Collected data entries
Segment Open

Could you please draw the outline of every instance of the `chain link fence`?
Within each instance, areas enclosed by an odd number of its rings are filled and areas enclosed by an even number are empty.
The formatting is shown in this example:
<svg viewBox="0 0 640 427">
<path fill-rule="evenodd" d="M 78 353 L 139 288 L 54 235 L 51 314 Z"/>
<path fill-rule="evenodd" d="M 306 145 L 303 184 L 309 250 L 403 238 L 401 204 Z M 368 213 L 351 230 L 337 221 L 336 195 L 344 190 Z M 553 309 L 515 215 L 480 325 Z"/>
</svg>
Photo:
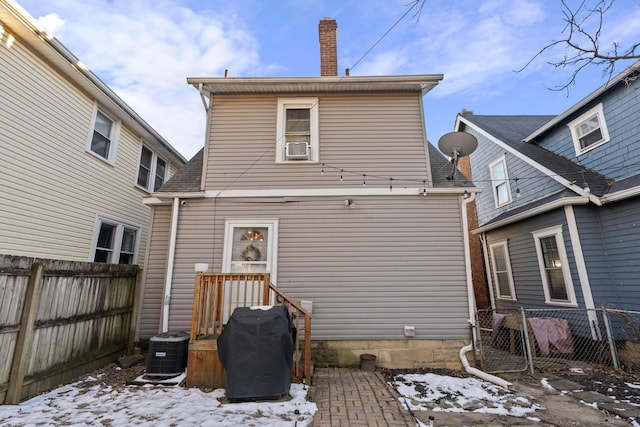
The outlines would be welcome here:
<svg viewBox="0 0 640 427">
<path fill-rule="evenodd" d="M 523 325 L 526 325 L 524 327 Z M 476 354 L 486 372 L 640 368 L 640 312 L 615 309 L 481 310 Z"/>
</svg>

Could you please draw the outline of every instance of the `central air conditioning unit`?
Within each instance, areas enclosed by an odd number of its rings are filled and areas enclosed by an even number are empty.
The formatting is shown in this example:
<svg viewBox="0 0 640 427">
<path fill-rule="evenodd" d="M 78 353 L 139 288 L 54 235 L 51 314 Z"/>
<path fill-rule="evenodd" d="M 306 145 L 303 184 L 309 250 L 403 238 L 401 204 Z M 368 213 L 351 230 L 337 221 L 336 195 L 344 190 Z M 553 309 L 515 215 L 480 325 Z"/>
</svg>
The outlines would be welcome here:
<svg viewBox="0 0 640 427">
<path fill-rule="evenodd" d="M 306 142 L 287 142 L 284 157 L 286 160 L 309 160 L 309 145 Z"/>
<path fill-rule="evenodd" d="M 165 332 L 149 339 L 145 375 L 174 377 L 184 372 L 189 355 L 189 333 Z"/>
</svg>

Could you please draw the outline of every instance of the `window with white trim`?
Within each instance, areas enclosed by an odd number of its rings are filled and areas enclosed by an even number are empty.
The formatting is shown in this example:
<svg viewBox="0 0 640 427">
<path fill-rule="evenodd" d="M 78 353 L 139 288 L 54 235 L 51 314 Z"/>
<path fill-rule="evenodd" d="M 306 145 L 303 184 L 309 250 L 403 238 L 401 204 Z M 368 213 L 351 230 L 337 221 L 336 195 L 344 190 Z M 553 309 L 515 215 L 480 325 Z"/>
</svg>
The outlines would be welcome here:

Segment Closed

Task prompt - Repeat each entry exactly as given; no pictures belong in the copy.

Result -
Could you please draw the outline of every instance of the `chain link fence`?
Within each instance, areas enclosed by an odd number of its rings are filled and areas enclosed by an even number are empty.
The formatting is shown in this example:
<svg viewBox="0 0 640 427">
<path fill-rule="evenodd" d="M 78 353 L 139 288 L 54 235 L 51 314 Z"/>
<path fill-rule="evenodd" d="M 306 145 L 303 184 L 309 250 L 403 238 L 401 204 Z M 368 213 L 351 230 L 337 221 L 336 195 L 344 190 Z M 553 309 L 515 215 L 480 325 Z"/>
</svg>
Photo:
The outlines would be welcome here:
<svg viewBox="0 0 640 427">
<path fill-rule="evenodd" d="M 523 325 L 526 325 L 524 327 Z M 476 354 L 486 372 L 640 368 L 640 312 L 615 309 L 481 310 Z"/>
</svg>

Could you please draw the outline of every instance of the `central air conditioning unit`?
Within each instance, areas enclosed by an odd number of its rings are filled and areas enclosed by an even number are empty.
The formatting is shown in this example:
<svg viewBox="0 0 640 427">
<path fill-rule="evenodd" d="M 78 353 L 139 288 L 54 235 L 51 314 Z"/>
<path fill-rule="evenodd" d="M 306 145 L 303 184 L 309 250 L 403 238 L 401 204 Z M 368 213 L 351 230 L 337 221 L 336 195 L 344 190 Z M 553 309 L 515 215 L 480 325 Z"/>
</svg>
The outlines would be welcome here:
<svg viewBox="0 0 640 427">
<path fill-rule="evenodd" d="M 306 142 L 287 142 L 284 157 L 286 160 L 309 160 L 309 145 Z"/>
<path fill-rule="evenodd" d="M 165 332 L 149 339 L 145 375 L 174 377 L 184 372 L 189 355 L 189 333 Z"/>
</svg>

Could you please draw the outline of every instance of the `window with white trim`?
Within each instance, areas enclosed by an odd number of its rings are filled and areas enclosed by an even number are empty.
The formatting is shown in this example:
<svg viewBox="0 0 640 427">
<path fill-rule="evenodd" d="M 78 353 L 139 288 L 54 235 L 51 314 Z"/>
<path fill-rule="evenodd" d="M 306 145 L 303 184 L 309 250 L 403 238 L 401 204 Z M 368 213 L 351 230 L 337 221 L 336 195 L 344 190 Z M 553 309 L 515 215 L 480 325 Z"/>
</svg>
The outlines would be welcome here:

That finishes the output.